### Assigned task
Beginning with the line that contains "Would you mind indicating the blue", transcribe every line down to the end of the entries, exactly, and no other lines.

Data records:
---+---

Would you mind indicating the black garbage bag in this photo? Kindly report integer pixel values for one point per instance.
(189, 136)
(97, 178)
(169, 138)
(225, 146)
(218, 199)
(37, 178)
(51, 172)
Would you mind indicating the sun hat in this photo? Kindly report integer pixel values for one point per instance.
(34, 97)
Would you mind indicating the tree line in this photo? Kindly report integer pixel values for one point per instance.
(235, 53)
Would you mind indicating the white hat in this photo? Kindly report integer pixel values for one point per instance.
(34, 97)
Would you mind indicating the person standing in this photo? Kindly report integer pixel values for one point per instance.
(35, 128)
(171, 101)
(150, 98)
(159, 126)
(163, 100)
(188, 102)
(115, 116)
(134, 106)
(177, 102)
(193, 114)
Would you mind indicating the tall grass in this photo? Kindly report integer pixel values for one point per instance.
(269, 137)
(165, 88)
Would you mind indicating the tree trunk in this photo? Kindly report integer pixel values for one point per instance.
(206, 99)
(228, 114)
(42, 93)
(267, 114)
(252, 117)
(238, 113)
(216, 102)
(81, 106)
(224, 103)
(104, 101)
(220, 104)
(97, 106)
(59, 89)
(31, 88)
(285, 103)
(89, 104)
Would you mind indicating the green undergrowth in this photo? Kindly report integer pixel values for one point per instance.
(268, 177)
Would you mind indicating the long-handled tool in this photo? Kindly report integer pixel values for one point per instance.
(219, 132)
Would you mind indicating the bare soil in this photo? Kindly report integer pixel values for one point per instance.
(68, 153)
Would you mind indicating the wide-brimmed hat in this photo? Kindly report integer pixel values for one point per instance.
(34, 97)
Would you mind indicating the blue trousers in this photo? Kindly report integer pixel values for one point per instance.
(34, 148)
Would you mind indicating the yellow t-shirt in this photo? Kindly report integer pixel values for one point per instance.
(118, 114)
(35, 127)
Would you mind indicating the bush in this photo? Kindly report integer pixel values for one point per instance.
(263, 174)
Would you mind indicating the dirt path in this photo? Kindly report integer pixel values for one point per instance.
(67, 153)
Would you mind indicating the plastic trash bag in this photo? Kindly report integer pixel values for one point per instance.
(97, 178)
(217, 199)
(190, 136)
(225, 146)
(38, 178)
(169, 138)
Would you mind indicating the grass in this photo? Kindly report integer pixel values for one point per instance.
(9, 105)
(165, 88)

---+---

### Response for this exercise
Would you mind indicating the blue trousers in this photo? Kindly report integer pixel values for one point per instance.
(34, 148)
Would you mind indicating the yellow t-shirt in this photo? Kindly report integer pixel values for one point per instance.
(118, 114)
(35, 127)
Would you mind indicating the bush in this photo? Kindly report integer pixel values for one point per instance.
(263, 174)
Would you mind indicating the dirt path in this photo? Kindly report integer pixel values for one point per instance.
(67, 153)
Would you mind indicating the plastic trash bag in this photo? Kindly report integer pixel values for one point per instance.
(97, 178)
(217, 199)
(190, 136)
(225, 146)
(38, 178)
(169, 138)
Would you mind indicating the grass in this photo? Kindly report integer pixel values for one point per instance.
(9, 105)
(165, 88)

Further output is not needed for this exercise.